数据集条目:
· · · · ·

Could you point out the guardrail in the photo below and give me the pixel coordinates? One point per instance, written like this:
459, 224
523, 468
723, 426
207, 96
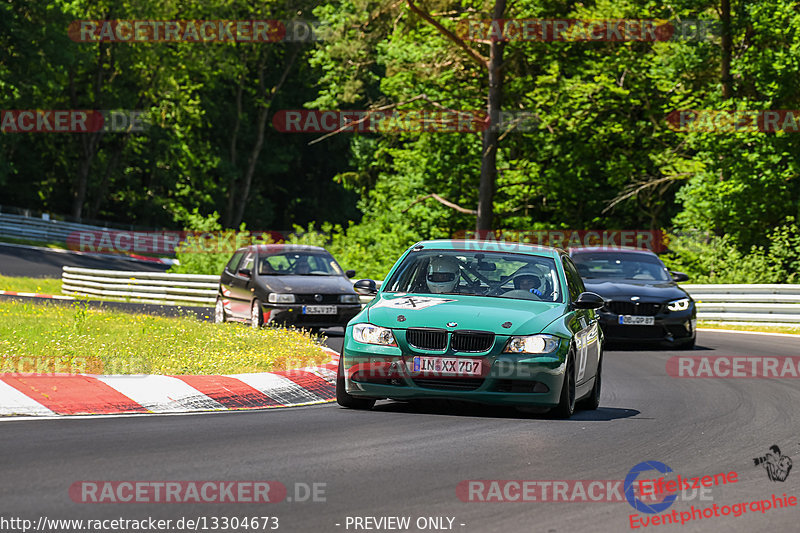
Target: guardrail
141, 287
723, 303
44, 230
768, 302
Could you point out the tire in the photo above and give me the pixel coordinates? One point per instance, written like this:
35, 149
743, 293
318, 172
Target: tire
566, 402
592, 401
256, 314
346, 400
688, 345
219, 312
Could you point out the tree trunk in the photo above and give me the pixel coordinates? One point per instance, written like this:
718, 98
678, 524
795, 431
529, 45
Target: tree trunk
488, 180
227, 217
725, 69
262, 121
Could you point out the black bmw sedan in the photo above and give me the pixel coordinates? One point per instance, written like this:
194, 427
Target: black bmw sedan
643, 301
285, 284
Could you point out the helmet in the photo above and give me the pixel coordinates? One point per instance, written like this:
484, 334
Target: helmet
532, 281
443, 274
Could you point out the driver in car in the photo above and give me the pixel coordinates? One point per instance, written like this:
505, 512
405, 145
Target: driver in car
529, 283
443, 275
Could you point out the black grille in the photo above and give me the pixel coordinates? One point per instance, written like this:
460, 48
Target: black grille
309, 299
634, 332
450, 384
633, 308
472, 341
679, 331
427, 339
523, 386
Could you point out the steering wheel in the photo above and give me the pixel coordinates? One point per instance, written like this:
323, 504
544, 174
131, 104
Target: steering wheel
496, 290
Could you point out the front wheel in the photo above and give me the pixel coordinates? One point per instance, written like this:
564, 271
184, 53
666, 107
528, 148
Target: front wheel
592, 402
343, 398
256, 315
566, 402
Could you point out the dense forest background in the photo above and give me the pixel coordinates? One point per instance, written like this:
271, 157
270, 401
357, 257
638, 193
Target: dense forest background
602, 154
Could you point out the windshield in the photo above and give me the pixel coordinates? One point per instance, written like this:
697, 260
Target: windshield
498, 275
299, 264
620, 265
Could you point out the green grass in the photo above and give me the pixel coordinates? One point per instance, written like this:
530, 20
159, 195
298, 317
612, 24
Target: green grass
48, 337
738, 327
40, 285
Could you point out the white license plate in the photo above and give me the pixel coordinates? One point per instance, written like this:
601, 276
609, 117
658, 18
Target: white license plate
319, 309
446, 366
637, 320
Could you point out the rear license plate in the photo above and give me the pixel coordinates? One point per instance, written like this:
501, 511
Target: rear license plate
636, 320
447, 366
319, 309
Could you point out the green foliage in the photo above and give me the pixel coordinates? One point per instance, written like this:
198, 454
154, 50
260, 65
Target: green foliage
208, 248
713, 259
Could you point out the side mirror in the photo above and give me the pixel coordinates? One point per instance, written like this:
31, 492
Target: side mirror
366, 287
589, 300
679, 276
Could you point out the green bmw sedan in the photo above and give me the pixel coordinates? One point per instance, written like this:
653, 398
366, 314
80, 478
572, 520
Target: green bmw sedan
489, 322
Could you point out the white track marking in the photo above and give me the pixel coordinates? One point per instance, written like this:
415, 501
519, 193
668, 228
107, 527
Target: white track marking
13, 402
161, 394
279, 388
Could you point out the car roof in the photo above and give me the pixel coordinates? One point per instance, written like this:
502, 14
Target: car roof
626, 249
281, 248
489, 246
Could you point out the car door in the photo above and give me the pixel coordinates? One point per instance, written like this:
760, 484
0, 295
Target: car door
240, 285
584, 324
226, 281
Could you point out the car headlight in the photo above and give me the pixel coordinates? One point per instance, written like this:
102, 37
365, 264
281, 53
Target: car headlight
277, 298
679, 305
369, 334
532, 344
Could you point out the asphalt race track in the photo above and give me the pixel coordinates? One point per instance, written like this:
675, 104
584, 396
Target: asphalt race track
43, 263
400, 460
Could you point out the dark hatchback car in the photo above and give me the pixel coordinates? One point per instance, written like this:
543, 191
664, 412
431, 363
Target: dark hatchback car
286, 284
643, 301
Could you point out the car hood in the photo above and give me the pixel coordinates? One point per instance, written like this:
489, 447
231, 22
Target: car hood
308, 284
468, 312
652, 291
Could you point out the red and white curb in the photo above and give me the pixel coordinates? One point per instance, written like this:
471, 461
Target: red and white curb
81, 394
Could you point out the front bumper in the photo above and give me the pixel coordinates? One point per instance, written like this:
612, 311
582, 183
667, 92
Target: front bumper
292, 315
671, 327
373, 371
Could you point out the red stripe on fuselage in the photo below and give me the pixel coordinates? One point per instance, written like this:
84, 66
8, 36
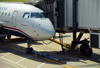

· · · · ·

**任务要求**
请把上面列表中所有含有“headlight”一词的行逐一列出，区分大小写。

**任务回答**
Could you point out the car headlight in the photo above and give me the pixel coordinates? One point per instance, written like this:
Target: car headlight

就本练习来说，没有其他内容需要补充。